### The exercise:
Please find every line in the records below that contains the word "flag", treating uppercase and lowercase as different, and copy each of those lines.
* BEGIN Data shown *
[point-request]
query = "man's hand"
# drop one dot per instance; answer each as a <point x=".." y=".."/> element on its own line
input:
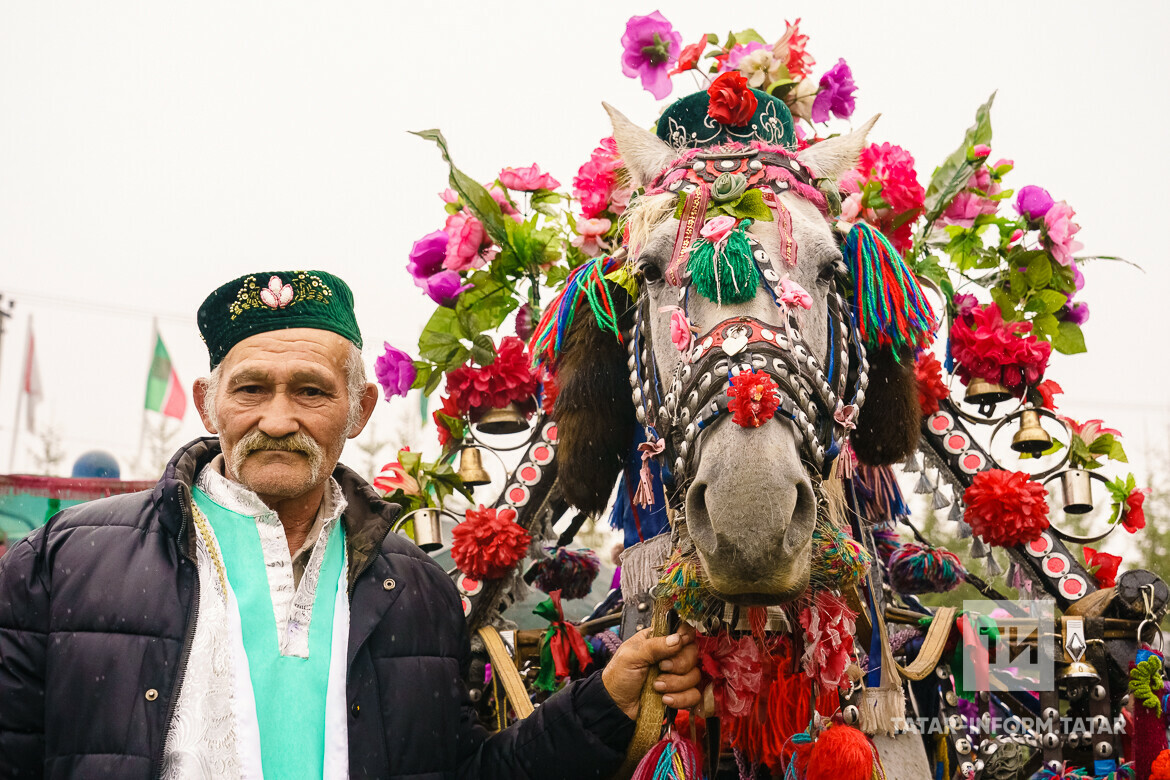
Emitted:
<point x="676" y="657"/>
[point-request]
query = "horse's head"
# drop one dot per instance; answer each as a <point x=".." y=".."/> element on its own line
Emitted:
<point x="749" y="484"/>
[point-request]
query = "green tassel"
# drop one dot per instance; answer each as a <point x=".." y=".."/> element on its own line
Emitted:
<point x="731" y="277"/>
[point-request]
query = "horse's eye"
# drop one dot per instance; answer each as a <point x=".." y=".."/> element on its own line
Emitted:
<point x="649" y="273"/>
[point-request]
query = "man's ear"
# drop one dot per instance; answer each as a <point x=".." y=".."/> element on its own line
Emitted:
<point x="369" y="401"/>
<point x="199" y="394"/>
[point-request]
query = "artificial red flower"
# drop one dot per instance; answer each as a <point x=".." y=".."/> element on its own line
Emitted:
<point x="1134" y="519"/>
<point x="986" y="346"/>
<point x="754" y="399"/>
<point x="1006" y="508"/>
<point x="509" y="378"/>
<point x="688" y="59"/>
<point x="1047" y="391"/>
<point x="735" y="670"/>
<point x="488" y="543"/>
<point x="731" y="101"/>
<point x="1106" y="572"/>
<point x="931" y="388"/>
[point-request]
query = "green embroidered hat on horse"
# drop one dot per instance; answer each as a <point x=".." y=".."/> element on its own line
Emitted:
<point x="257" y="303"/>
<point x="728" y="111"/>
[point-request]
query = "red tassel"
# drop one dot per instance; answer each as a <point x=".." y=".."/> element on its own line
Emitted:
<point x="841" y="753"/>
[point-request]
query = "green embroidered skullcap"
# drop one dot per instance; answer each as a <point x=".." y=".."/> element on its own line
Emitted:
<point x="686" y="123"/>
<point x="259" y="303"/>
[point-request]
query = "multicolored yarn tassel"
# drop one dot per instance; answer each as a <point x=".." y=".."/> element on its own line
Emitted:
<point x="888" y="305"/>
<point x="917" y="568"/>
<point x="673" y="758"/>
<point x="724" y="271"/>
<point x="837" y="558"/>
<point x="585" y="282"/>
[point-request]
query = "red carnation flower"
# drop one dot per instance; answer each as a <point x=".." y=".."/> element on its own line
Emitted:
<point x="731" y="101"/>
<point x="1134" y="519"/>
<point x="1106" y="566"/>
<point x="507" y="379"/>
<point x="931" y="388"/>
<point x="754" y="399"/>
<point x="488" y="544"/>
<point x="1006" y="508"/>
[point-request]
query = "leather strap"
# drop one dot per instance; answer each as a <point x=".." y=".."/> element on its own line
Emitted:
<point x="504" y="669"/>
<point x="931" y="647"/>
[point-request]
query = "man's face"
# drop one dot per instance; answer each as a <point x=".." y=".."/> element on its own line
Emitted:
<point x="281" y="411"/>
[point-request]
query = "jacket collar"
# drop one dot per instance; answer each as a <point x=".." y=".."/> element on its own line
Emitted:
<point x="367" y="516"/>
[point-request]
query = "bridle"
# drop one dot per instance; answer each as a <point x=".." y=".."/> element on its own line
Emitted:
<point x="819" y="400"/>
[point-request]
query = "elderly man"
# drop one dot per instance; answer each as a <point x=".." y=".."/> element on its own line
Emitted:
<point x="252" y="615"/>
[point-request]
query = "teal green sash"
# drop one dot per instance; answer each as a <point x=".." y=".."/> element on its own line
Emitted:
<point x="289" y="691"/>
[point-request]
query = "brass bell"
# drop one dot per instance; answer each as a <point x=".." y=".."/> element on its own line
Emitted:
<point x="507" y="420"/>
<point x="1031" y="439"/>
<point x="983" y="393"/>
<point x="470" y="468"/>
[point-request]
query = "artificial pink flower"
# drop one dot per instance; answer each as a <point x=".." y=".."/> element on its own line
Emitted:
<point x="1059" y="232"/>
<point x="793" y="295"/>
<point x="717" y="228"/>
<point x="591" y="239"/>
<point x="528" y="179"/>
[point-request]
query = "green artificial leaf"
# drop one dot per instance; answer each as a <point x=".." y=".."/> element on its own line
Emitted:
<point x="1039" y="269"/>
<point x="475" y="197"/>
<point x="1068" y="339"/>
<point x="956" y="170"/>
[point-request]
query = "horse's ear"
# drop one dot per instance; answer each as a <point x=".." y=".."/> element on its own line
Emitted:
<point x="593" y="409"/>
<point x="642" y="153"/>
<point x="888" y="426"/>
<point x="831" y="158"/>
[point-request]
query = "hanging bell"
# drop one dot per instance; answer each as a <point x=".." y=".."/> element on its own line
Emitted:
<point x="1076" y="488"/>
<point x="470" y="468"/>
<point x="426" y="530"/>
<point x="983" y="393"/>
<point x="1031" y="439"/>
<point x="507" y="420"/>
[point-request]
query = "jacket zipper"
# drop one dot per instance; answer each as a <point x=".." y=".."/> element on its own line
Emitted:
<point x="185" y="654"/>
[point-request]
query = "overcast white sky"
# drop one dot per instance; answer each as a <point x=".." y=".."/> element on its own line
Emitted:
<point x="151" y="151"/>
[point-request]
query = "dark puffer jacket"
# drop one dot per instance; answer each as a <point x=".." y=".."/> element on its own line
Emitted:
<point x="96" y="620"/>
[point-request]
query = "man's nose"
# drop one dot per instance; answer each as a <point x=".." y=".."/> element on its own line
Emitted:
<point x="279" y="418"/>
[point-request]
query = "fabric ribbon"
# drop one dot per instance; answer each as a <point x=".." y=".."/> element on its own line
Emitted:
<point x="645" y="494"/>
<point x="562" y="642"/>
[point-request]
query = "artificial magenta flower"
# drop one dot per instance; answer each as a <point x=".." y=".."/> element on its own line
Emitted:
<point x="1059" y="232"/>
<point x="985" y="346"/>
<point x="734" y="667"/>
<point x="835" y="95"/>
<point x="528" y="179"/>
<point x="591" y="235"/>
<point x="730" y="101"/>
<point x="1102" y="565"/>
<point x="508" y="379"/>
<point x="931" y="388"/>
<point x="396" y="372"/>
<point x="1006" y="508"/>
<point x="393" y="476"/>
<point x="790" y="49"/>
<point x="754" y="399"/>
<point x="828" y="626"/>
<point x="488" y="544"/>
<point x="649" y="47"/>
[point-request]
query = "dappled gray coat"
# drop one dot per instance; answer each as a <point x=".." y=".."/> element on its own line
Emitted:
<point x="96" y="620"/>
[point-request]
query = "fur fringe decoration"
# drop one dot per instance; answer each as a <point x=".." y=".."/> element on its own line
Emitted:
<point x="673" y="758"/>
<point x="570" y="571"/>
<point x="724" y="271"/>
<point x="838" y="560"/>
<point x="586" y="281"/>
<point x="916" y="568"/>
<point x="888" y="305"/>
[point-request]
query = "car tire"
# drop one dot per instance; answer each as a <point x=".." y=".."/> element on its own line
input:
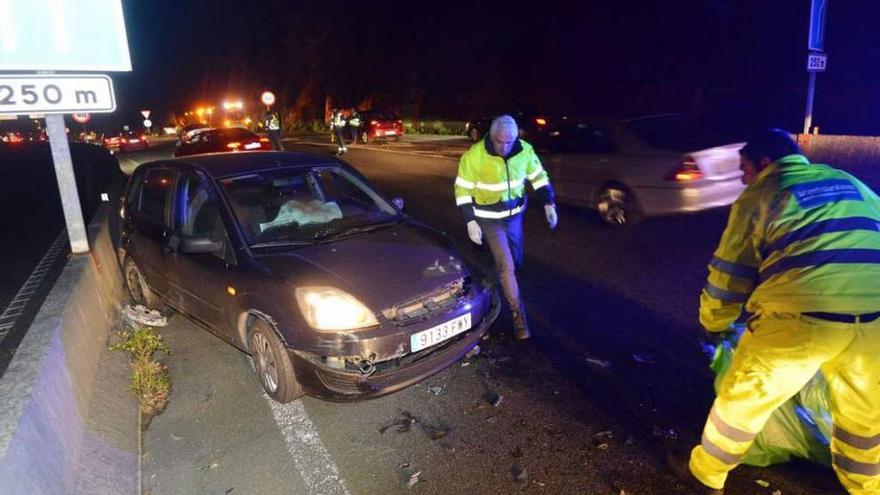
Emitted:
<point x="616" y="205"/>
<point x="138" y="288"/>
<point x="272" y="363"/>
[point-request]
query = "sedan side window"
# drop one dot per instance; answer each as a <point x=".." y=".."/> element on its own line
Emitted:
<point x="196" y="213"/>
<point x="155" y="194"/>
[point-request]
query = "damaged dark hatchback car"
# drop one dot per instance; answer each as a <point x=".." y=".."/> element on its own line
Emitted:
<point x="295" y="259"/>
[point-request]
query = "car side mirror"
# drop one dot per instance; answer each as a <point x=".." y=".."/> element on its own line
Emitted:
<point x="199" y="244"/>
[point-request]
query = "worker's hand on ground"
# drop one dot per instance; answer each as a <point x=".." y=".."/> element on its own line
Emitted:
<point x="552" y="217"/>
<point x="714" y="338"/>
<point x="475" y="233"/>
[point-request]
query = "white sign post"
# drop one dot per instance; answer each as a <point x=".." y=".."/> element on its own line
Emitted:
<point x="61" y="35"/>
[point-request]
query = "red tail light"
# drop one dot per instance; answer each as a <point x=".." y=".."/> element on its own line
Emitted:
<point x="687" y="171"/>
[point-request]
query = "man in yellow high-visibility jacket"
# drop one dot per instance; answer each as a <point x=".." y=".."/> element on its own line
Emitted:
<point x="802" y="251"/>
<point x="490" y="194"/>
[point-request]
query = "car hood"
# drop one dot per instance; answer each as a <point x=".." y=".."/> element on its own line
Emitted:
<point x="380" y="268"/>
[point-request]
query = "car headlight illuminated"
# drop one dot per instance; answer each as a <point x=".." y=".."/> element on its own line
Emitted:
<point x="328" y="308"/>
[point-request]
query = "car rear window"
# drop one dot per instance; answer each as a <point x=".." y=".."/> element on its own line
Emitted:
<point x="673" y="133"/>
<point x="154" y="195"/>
* END Data shown *
* BEGIN Data shown *
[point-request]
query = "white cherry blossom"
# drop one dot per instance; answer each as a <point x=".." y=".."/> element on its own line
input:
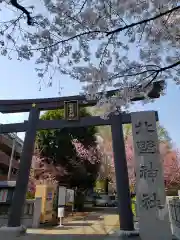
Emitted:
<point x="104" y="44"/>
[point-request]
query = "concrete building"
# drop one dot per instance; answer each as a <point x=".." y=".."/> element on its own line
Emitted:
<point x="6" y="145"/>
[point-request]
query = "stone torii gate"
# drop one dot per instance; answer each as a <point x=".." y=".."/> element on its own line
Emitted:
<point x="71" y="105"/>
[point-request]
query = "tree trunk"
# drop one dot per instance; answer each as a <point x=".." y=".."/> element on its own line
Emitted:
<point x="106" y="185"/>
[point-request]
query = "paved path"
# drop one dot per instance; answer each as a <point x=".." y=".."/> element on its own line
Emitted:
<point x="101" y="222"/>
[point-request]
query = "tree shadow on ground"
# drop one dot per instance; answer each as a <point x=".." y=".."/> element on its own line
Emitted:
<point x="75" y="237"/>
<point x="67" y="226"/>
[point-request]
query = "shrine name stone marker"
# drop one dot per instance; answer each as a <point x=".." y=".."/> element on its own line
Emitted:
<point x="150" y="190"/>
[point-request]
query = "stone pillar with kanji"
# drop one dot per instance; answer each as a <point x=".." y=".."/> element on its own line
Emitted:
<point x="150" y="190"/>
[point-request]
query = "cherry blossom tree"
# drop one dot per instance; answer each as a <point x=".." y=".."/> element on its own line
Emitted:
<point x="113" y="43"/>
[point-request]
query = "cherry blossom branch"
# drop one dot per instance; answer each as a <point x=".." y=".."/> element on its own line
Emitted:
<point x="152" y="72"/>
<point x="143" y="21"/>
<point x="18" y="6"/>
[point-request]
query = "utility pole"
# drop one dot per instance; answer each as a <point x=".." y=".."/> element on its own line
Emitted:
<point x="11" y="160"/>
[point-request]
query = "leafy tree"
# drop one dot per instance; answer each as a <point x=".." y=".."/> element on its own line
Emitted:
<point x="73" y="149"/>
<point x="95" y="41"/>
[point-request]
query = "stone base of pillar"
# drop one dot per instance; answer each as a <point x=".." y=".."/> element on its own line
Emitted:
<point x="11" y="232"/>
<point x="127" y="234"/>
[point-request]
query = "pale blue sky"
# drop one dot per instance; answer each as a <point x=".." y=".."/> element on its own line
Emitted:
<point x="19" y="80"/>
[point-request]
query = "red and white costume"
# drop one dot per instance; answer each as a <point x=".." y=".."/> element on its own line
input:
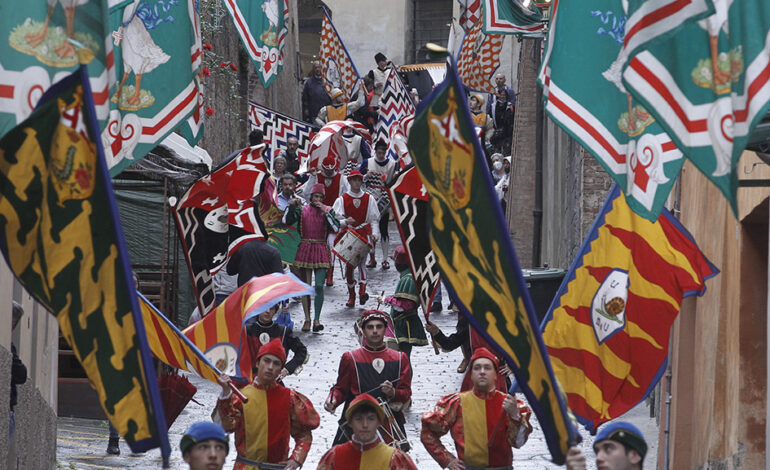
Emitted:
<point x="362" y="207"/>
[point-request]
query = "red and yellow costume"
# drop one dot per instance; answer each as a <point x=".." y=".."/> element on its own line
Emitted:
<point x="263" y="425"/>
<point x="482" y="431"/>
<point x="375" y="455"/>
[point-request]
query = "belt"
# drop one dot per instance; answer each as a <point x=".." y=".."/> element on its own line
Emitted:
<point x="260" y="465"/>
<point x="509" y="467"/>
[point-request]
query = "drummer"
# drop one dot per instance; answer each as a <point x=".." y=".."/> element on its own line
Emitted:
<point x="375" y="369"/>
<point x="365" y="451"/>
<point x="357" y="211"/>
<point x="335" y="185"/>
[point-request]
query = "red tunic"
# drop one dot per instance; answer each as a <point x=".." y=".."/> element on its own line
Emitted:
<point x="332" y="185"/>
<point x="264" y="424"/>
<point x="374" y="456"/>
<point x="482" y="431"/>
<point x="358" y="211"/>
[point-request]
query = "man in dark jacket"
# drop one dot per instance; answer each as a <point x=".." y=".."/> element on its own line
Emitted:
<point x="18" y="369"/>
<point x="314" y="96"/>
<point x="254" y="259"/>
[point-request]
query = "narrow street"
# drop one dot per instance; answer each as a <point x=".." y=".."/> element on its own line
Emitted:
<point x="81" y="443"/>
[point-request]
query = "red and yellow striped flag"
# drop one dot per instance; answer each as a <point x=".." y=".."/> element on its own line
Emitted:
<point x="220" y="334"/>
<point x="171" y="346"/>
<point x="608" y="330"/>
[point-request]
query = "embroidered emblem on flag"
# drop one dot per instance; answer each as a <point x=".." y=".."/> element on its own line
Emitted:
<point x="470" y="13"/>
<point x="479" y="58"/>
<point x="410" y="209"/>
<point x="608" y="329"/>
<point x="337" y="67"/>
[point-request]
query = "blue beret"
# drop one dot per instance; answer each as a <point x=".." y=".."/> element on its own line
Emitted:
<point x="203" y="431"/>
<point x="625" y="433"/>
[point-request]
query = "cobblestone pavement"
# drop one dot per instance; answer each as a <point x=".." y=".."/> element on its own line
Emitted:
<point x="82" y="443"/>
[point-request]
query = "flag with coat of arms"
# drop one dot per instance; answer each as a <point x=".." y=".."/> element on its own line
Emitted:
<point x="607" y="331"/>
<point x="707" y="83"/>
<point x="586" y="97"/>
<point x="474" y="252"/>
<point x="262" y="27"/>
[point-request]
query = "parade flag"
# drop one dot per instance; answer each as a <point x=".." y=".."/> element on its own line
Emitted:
* END Data shown *
### Completed exercise:
query = "red and yellow striped flag"
query = "embroidered emblem on flag"
query = "flag with coat of arms"
query = "parade flag"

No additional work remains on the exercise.